REQUIRED WORK:
Please find each line below that contains the word "dark" and copy those lines out in full.

START SUPPLIED DATA

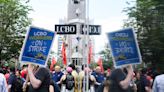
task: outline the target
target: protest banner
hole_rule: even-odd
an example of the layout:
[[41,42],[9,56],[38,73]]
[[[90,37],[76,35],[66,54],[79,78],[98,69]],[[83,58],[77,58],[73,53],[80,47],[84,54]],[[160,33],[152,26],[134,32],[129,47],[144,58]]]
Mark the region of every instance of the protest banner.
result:
[[115,67],[140,64],[141,54],[132,28],[107,33]]
[[20,54],[20,62],[46,66],[54,36],[54,32],[49,30],[30,27]]

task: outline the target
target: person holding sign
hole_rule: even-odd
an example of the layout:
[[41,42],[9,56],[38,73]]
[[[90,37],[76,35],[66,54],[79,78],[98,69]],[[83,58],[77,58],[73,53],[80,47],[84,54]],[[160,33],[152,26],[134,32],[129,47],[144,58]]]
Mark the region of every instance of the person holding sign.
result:
[[125,74],[123,68],[118,68],[112,71],[112,85],[110,87],[111,92],[131,92],[129,84],[133,76],[132,65],[128,65],[126,70],[127,75]]
[[34,67],[28,65],[30,87],[28,92],[49,92],[50,72],[44,67],[39,67],[34,73]]

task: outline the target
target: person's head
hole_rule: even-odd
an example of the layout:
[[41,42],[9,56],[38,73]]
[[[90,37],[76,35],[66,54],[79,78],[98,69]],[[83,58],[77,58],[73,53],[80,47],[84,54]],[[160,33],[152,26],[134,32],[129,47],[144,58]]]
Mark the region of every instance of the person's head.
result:
[[10,72],[15,73],[15,67],[11,67]]
[[96,67],[96,73],[101,73],[101,67],[100,66]]
[[141,74],[142,75],[145,75],[147,73],[147,69],[146,68],[143,68],[142,70],[141,70]]
[[67,67],[66,70],[67,70],[68,73],[71,73],[72,72],[72,68],[71,67]]
[[75,65],[74,64],[70,64],[69,67],[71,67],[73,70],[76,69]]
[[55,72],[60,72],[60,66],[58,65],[55,66]]
[[2,68],[0,68],[0,73],[3,73],[3,69]]
[[89,67],[85,67],[85,68],[84,68],[84,71],[85,71],[85,73],[87,73],[87,72],[88,72],[88,73],[91,72],[91,70],[90,70]]

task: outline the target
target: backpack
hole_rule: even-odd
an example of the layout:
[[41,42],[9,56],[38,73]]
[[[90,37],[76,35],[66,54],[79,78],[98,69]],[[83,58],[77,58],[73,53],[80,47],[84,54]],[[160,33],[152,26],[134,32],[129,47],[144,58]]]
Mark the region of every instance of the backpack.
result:
[[13,89],[14,89],[14,92],[23,92],[23,79],[20,78],[20,77],[17,77],[14,81],[14,84],[13,84]]
[[71,73],[66,75],[66,89],[71,90],[74,87],[74,77]]

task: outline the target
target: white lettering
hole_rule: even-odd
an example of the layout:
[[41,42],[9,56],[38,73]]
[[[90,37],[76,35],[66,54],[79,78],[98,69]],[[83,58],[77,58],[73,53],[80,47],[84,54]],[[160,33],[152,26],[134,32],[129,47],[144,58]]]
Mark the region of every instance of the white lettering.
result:
[[34,36],[46,36],[47,32],[34,32]]

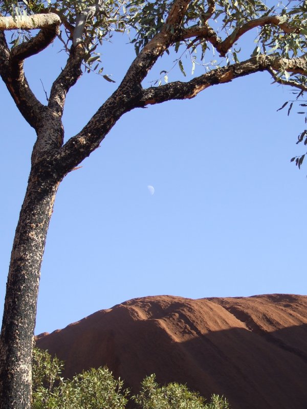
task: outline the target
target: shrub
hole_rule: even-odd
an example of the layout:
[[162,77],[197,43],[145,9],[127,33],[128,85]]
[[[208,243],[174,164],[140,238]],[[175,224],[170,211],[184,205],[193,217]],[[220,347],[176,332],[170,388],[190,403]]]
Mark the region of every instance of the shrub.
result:
[[[125,409],[128,391],[106,368],[92,369],[71,380],[61,377],[63,363],[47,351],[35,348],[32,371],[32,409]],[[210,402],[185,385],[160,386],[155,375],[141,383],[132,402],[140,409],[228,409],[226,399],[213,395]]]
[[189,391],[185,385],[176,382],[160,386],[155,375],[147,376],[141,383],[139,394],[132,397],[142,409],[228,409],[225,398],[212,396],[209,403],[196,392]]

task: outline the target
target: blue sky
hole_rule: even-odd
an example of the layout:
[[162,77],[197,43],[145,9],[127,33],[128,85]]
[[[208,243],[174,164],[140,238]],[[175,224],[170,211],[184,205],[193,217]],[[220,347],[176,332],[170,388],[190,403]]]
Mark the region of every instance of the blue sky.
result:
[[[27,61],[29,82],[42,101],[40,80],[48,90],[64,63],[57,51],[50,47]],[[104,72],[118,84],[133,48],[105,43],[102,53]],[[150,78],[172,65],[171,58],[159,62]],[[184,80],[178,67],[169,76]],[[276,112],[291,96],[271,82],[267,73],[254,74],[120,119],[59,188],[36,334],[148,295],[307,293],[307,168],[299,171],[290,163],[304,152],[295,142],[304,124],[298,109],[289,118],[284,110]],[[116,85],[94,74],[79,80],[67,98],[66,139]],[[0,93],[2,306],[35,134],[2,83]]]

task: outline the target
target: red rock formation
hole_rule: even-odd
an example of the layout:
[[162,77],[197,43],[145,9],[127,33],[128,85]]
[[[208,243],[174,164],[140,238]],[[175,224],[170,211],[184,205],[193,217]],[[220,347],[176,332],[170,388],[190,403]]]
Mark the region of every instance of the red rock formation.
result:
[[36,343],[69,377],[107,365],[134,392],[154,373],[233,409],[307,407],[307,296],[136,299]]

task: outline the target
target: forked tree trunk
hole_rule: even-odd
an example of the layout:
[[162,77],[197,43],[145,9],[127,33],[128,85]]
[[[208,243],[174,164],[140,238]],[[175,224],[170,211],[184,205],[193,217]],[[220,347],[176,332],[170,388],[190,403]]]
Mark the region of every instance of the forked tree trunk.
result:
[[0,339],[0,408],[29,409],[31,357],[40,265],[60,180],[32,169],[12,251]]

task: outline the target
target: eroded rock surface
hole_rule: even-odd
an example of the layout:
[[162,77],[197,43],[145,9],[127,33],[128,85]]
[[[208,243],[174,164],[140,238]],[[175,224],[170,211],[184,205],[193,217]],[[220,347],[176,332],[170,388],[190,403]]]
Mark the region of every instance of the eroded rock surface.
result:
[[65,361],[69,377],[107,365],[135,392],[155,373],[224,394],[233,409],[307,408],[307,296],[135,299],[36,343]]

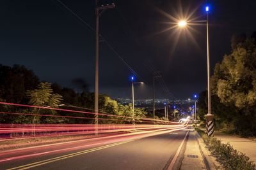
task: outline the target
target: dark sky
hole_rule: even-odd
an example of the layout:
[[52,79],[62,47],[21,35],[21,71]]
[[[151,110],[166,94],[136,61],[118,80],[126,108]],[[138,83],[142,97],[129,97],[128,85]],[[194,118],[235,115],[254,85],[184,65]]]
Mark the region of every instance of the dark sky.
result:
[[[95,1],[62,0],[95,28]],[[100,1],[104,2],[105,1]],[[206,27],[175,28],[170,16],[205,20],[205,1],[116,0],[115,9],[100,18],[100,32],[140,75],[137,99],[151,97],[152,73],[159,71],[175,98],[186,98],[207,87]],[[234,34],[256,31],[256,1],[214,0],[208,4],[212,72],[230,52]],[[0,4],[0,55],[4,65],[22,64],[41,80],[70,87],[77,78],[94,90],[95,34],[57,0],[3,0]],[[166,15],[164,15],[165,13]],[[168,15],[167,15],[168,14]],[[179,34],[180,36],[179,36]],[[100,43],[100,92],[131,97],[132,74],[104,43]],[[156,97],[164,98],[159,81]]]

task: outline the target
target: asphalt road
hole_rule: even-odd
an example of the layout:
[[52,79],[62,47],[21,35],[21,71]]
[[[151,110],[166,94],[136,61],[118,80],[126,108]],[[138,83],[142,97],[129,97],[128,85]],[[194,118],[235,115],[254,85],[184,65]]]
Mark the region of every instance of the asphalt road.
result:
[[186,133],[121,136],[2,152],[0,169],[166,169]]

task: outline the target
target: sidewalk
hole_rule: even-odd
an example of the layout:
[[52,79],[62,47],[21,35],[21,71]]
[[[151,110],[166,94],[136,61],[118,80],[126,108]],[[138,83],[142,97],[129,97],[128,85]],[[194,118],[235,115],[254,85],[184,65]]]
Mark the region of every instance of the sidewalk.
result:
[[[200,128],[200,129],[206,132],[205,129]],[[256,141],[237,136],[221,133],[219,131],[214,131],[213,135],[223,143],[229,143],[234,149],[244,153],[250,157],[250,160],[256,164]]]
[[189,131],[180,169],[206,169],[196,141],[195,132],[193,129]]
[[243,152],[250,157],[250,160],[252,160],[254,164],[256,163],[256,141],[218,131],[214,132],[214,136],[219,139],[221,143],[229,143],[234,149]]

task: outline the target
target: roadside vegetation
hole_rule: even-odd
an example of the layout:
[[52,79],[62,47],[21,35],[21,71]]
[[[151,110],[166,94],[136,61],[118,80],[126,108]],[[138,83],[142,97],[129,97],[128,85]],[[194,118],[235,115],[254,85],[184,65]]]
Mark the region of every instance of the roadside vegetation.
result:
[[[256,32],[234,36],[232,51],[215,65],[211,78],[215,129],[256,136]],[[198,117],[207,113],[207,91],[198,99]]]
[[195,128],[205,143],[208,150],[214,155],[225,169],[255,170],[255,164],[250,161],[244,153],[234,149],[230,143],[221,143],[214,137],[208,137],[205,133]]
[[[61,88],[57,83],[40,81],[32,70],[24,66],[13,67],[0,64],[0,101],[10,103],[34,105],[42,107],[61,108],[67,110],[94,112],[94,93],[88,92],[86,82],[81,78],[74,79],[72,88]],[[100,94],[99,108],[100,113],[132,117],[131,104],[123,105],[109,96]],[[93,124],[93,119],[49,117],[40,115],[50,115],[93,118],[94,115],[45,109],[28,108],[0,104],[0,124]],[[11,115],[6,113],[29,113],[40,115]],[[134,108],[136,118],[149,117],[143,108]],[[99,115],[99,118],[112,120],[99,120],[99,124],[131,124],[131,118],[116,118]],[[117,121],[113,119],[125,120]],[[137,119],[138,120],[138,119]]]

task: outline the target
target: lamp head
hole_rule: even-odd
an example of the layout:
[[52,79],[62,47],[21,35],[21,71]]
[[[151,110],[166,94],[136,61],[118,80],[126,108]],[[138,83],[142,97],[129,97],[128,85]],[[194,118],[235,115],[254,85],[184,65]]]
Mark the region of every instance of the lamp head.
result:
[[181,20],[180,22],[179,22],[178,23],[179,26],[180,26],[180,27],[184,27],[186,25],[187,25],[187,22],[185,20]]

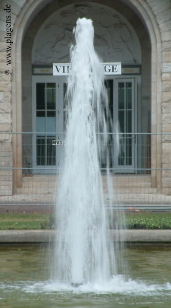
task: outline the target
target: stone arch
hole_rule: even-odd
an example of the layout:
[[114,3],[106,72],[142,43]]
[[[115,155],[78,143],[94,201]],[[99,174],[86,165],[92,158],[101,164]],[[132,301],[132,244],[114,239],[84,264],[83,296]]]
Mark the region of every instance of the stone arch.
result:
[[[155,14],[147,2],[142,3],[140,0],[124,0],[122,1],[133,9],[142,21],[142,23],[149,34],[152,47],[152,131],[160,132],[161,131],[161,64],[162,49],[160,29],[157,22]],[[22,45],[23,38],[27,29],[32,20],[37,13],[50,1],[32,0],[25,3],[16,17],[13,33],[13,46],[12,50],[13,75],[12,80],[12,123],[13,131],[22,131]],[[76,3],[75,1],[72,3]],[[100,0],[99,4],[102,4]],[[59,2],[59,9],[62,6],[68,4],[67,2],[63,3]],[[159,112],[160,111],[160,112]],[[13,166],[17,167],[22,167],[22,162],[19,158],[17,161],[16,158],[22,157],[22,142],[19,138],[17,140],[13,141],[15,145],[13,148]],[[155,140],[153,141],[155,142]],[[156,168],[161,166],[161,160],[155,158],[156,155],[155,148],[152,153],[152,167]],[[158,153],[160,156],[161,153]],[[158,164],[157,161],[158,161]],[[156,171],[153,171],[152,175],[152,185],[156,187],[157,185]],[[14,177],[15,183],[15,187],[20,187],[22,174],[16,172]],[[158,186],[161,187],[161,177],[159,177]]]

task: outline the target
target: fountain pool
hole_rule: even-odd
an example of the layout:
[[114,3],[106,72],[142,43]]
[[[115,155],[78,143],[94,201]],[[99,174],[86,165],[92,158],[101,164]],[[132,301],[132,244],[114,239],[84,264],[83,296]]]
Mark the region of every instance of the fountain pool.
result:
[[75,288],[48,280],[47,256],[51,259],[53,249],[0,247],[1,308],[170,307],[171,245],[122,249],[129,267],[103,287],[96,283]]

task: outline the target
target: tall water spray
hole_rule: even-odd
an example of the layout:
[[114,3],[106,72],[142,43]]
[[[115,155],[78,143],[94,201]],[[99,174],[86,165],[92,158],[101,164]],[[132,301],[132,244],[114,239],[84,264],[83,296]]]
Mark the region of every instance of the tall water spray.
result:
[[[105,236],[109,226],[99,162],[99,152],[108,155],[108,103],[92,20],[79,18],[74,32],[53,271],[56,279],[68,283],[103,283],[115,272],[110,264],[115,260]],[[97,132],[102,138],[97,138]]]

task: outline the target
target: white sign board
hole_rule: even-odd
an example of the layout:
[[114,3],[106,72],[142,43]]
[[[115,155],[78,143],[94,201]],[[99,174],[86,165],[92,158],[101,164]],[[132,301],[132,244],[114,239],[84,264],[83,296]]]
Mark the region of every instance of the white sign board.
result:
[[[103,67],[104,75],[121,75],[121,63],[101,63]],[[67,76],[70,75],[71,64],[70,63],[54,63],[53,64],[54,76]]]

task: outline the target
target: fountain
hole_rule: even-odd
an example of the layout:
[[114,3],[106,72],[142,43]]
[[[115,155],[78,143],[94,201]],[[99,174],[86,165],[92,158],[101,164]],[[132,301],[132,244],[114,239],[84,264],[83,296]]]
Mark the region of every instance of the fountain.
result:
[[[41,247],[0,247],[1,307],[169,308],[170,247],[123,249],[130,260],[129,278],[127,266],[117,268],[119,249],[105,237],[111,222],[99,156],[108,154],[110,114],[92,21],[78,20],[75,31],[56,246],[46,250],[46,258]],[[96,138],[97,131],[102,137]],[[108,160],[105,163],[108,167]]]
[[[116,269],[112,243],[108,243],[105,236],[109,223],[98,158],[98,152],[108,155],[107,93],[94,49],[92,21],[79,18],[74,31],[76,44],[71,48],[65,158],[57,200],[52,279],[78,285],[108,281]],[[97,131],[102,138],[96,138]]]

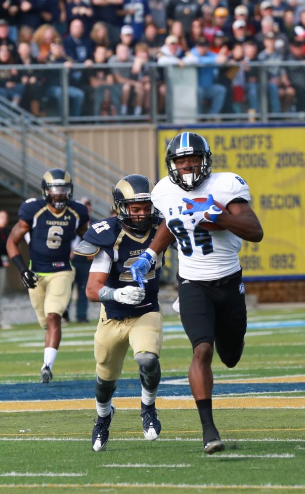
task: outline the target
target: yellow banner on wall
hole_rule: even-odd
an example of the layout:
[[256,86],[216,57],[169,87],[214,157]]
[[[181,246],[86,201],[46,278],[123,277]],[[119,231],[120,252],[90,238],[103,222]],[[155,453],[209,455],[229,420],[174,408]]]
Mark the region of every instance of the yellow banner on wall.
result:
[[305,127],[160,129],[159,179],[167,175],[169,141],[183,131],[207,139],[212,172],[235,172],[250,187],[264,237],[259,244],[243,241],[244,278],[305,279]]

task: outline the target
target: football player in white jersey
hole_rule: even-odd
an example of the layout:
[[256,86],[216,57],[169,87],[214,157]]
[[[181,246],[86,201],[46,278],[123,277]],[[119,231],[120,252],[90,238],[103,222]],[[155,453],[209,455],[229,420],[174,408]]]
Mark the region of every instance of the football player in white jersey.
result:
[[247,325],[238,252],[242,239],[261,242],[263,231],[250,206],[247,184],[236,173],[211,173],[211,150],[201,136],[178,134],[170,142],[166,160],[169,175],[151,195],[165,220],[131,270],[144,287],[157,256],[176,240],[181,320],[193,349],[189,381],[204,451],[211,454],[224,449],[212,413],[214,343],[221,361],[236,366]]

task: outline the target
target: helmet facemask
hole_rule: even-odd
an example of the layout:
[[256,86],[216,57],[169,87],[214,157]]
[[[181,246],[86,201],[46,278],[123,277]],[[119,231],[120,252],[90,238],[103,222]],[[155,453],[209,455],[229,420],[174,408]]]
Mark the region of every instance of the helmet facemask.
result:
[[[158,224],[159,211],[151,200],[153,188],[152,182],[142,175],[128,175],[119,181],[112,191],[113,210],[123,225],[135,232],[145,233]],[[138,210],[146,210],[145,206],[149,206],[149,212],[145,214],[132,212],[131,208],[135,205],[140,205]]]
[[42,180],[42,193],[45,202],[55,209],[63,209],[73,194],[73,185],[70,174],[59,168],[46,171]]
[[46,184],[44,189],[45,201],[55,209],[63,209],[72,197],[71,186]]
[[[178,159],[179,157],[177,157],[176,159]],[[197,174],[195,166],[186,166],[185,168],[191,168],[192,171],[188,173],[183,173],[180,174],[180,171],[184,169],[184,168],[179,168],[177,169],[175,164],[174,160],[171,159],[170,161],[170,165],[168,165],[171,167],[171,172],[170,172],[170,178],[174,183],[176,184],[184,190],[189,191],[196,189],[200,185],[203,181],[207,178],[206,176],[205,169],[206,167],[206,156],[204,155],[201,160],[201,165],[200,167],[199,174]],[[197,166],[196,167],[197,167]],[[208,174],[209,175],[210,173]],[[173,179],[172,179],[172,178]]]
[[[178,185],[183,190],[193,190],[205,180],[211,171],[211,152],[207,141],[194,132],[184,132],[178,134],[169,143],[166,158],[171,181]],[[180,176],[175,162],[183,156],[198,156],[202,157],[201,165],[198,174],[194,167],[189,173]],[[190,168],[189,166],[185,167]]]

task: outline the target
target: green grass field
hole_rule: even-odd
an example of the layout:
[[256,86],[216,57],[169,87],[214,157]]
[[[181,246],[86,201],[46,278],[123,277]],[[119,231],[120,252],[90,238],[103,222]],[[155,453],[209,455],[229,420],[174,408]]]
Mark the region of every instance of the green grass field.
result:
[[[197,412],[187,408],[194,405],[190,392],[179,396],[177,378],[185,383],[192,352],[178,324],[166,318],[165,327],[172,329],[165,332],[160,361],[162,379],[177,378],[169,394],[181,409],[164,408],[171,399],[160,398],[162,431],[150,443],[143,436],[139,411],[127,409],[129,399],[126,406],[116,399],[110,439],[100,453],[91,451],[90,442],[94,323],[64,329],[53,368],[61,389],[73,390],[79,380],[90,387],[92,381],[91,400],[85,401],[89,404],[78,410],[73,401],[68,410],[60,409],[60,401],[48,402],[53,388],[42,384],[36,386],[39,400],[53,409],[37,411],[41,402],[30,395],[23,401],[28,387],[39,379],[43,332],[36,325],[2,330],[0,493],[305,493],[305,310],[283,306],[250,312],[238,366],[227,369],[215,354],[214,418],[226,449],[212,456],[203,453]],[[130,352],[122,377],[137,377]],[[16,402],[8,398],[7,390],[20,390],[20,383],[25,383],[18,403],[23,411],[10,411]],[[139,398],[136,406],[139,403]]]

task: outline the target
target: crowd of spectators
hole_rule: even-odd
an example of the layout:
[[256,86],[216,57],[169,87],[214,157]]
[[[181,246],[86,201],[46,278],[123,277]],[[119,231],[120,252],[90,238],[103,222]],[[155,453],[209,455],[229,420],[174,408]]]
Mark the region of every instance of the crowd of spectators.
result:
[[[259,69],[251,65],[258,61],[267,67],[269,111],[304,111],[304,67],[272,62],[304,59],[305,0],[0,2],[0,95],[37,116],[45,115],[44,101],[61,115],[60,71],[20,65],[68,67],[71,116],[137,116],[150,111],[150,62],[158,67],[159,113],[166,98],[164,68],[191,64],[200,66],[199,113],[259,112]],[[76,63],[87,68],[74,68]],[[0,66],[11,64],[18,65]]]

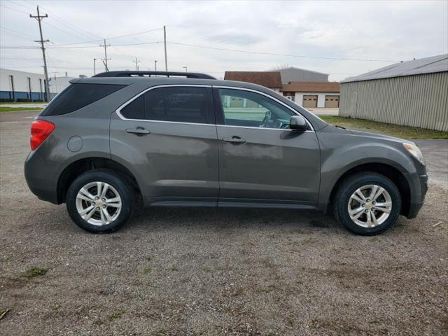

END SUPPLIED DATA

FULL OUTPUT:
target: dark sky
Mark the region of every instance of the dark sky.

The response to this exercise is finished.